▸ Task data
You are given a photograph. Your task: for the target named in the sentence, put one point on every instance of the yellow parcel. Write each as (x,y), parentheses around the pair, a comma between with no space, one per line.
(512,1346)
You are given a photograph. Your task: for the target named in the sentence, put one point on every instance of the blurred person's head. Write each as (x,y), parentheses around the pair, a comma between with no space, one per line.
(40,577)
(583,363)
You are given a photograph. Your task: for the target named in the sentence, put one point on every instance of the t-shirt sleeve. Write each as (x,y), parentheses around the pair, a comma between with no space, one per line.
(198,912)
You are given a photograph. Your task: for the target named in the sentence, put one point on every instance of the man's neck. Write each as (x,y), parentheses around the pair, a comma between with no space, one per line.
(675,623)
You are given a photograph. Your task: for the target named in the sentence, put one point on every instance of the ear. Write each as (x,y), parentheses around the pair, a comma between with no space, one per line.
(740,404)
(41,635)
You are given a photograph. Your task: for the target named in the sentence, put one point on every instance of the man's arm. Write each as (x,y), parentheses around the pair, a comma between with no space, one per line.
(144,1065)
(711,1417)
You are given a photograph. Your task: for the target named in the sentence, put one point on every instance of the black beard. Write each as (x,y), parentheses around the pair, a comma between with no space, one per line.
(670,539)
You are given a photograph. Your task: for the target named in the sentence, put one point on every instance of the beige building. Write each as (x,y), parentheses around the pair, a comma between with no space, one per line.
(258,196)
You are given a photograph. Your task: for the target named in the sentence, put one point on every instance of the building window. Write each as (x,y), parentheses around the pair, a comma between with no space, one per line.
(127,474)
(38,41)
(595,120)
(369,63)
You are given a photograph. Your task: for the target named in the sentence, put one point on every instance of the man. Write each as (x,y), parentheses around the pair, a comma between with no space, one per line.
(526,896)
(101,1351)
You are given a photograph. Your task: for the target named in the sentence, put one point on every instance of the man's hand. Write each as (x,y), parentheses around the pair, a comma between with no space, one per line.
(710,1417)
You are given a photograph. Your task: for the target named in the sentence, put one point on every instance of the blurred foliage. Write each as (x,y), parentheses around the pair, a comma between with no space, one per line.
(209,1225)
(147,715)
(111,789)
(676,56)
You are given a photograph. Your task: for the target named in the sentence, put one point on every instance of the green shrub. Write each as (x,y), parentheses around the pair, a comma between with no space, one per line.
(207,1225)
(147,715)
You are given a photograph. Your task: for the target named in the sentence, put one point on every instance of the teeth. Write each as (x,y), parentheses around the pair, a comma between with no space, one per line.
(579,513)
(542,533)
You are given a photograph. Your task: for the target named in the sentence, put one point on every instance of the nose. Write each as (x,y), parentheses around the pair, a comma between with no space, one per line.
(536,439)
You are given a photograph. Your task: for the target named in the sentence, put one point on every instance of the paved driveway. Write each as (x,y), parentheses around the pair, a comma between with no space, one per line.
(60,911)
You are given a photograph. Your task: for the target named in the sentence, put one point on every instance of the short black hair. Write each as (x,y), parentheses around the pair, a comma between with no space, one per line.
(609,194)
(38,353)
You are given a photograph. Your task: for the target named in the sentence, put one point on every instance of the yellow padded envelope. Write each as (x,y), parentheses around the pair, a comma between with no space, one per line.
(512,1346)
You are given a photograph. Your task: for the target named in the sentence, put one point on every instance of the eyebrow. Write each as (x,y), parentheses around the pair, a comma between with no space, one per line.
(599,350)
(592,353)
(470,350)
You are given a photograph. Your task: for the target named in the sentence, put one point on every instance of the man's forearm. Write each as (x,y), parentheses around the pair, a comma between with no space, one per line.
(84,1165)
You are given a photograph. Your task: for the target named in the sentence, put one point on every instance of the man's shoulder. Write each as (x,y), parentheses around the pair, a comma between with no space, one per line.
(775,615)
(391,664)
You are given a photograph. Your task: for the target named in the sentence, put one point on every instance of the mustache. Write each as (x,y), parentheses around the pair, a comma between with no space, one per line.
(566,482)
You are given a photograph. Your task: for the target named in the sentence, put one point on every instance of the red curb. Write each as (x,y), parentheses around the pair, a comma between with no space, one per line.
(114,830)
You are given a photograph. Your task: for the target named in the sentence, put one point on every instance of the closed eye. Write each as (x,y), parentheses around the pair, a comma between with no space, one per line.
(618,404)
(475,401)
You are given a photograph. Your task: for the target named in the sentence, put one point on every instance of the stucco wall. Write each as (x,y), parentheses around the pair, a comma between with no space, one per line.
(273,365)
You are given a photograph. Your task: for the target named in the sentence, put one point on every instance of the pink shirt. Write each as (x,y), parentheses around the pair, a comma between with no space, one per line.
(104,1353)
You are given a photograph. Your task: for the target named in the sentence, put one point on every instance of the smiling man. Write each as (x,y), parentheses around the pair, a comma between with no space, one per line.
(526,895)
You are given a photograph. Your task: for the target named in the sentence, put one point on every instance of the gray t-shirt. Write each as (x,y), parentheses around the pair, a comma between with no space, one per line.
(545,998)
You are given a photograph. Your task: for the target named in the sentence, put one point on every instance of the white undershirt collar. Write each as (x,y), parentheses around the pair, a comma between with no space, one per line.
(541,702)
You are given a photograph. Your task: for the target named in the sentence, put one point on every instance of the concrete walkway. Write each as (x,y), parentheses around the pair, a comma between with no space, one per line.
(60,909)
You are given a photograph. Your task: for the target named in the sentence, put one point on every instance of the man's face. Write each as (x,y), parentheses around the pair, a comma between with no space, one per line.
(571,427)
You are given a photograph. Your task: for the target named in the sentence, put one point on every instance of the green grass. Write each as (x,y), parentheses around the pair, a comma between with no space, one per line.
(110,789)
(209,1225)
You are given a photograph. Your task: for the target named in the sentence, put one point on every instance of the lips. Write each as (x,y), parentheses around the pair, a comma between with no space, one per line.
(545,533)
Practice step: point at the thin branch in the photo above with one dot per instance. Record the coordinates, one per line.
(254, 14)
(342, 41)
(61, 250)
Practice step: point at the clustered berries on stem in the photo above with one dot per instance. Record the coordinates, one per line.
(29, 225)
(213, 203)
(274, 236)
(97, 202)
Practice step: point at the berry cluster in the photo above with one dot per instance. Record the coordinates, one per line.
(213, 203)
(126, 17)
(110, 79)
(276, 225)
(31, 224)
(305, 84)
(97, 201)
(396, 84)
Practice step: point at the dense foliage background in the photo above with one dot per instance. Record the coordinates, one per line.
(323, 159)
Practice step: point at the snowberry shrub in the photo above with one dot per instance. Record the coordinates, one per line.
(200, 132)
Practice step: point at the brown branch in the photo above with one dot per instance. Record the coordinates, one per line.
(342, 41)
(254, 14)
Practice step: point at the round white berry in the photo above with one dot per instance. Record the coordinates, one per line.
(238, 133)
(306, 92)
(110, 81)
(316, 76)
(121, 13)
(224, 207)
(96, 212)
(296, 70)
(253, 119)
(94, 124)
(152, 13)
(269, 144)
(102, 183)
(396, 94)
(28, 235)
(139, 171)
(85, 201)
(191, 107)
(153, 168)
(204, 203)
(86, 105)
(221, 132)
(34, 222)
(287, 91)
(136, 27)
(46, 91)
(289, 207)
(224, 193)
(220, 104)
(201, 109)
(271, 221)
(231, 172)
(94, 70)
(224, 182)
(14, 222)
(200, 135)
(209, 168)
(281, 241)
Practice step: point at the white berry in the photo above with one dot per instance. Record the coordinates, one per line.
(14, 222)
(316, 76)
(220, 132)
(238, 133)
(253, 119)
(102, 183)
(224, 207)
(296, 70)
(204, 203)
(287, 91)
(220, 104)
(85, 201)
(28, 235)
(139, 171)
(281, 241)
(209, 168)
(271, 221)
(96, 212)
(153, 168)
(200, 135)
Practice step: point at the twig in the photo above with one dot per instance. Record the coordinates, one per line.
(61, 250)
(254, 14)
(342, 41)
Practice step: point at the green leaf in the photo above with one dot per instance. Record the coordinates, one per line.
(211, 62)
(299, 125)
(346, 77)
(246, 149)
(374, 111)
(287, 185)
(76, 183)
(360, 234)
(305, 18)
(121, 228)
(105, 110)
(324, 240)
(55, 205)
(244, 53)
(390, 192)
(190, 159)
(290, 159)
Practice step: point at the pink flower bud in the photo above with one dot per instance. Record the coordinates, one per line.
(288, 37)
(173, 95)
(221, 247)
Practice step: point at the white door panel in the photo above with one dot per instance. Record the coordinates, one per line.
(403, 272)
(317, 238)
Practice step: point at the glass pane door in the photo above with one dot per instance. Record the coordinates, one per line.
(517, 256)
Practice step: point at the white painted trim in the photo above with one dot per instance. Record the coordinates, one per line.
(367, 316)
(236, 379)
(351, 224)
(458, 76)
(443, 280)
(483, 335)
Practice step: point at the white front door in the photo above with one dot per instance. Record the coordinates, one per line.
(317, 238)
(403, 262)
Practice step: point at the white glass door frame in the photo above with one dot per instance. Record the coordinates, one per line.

▸ What is needed
Which lines run from the one containing "Practice step: point at the white front" to the end of the entries above? Quote exactly those, and only those.

▸ Solution
Practice step: point at the white front door in the photo above with one dot per instance. Record the coordinates, one per line.
(317, 238)
(403, 262)
Practice step: point at the white glass door frame in the photo above with one dot per instance. Record the coordinates, one per line.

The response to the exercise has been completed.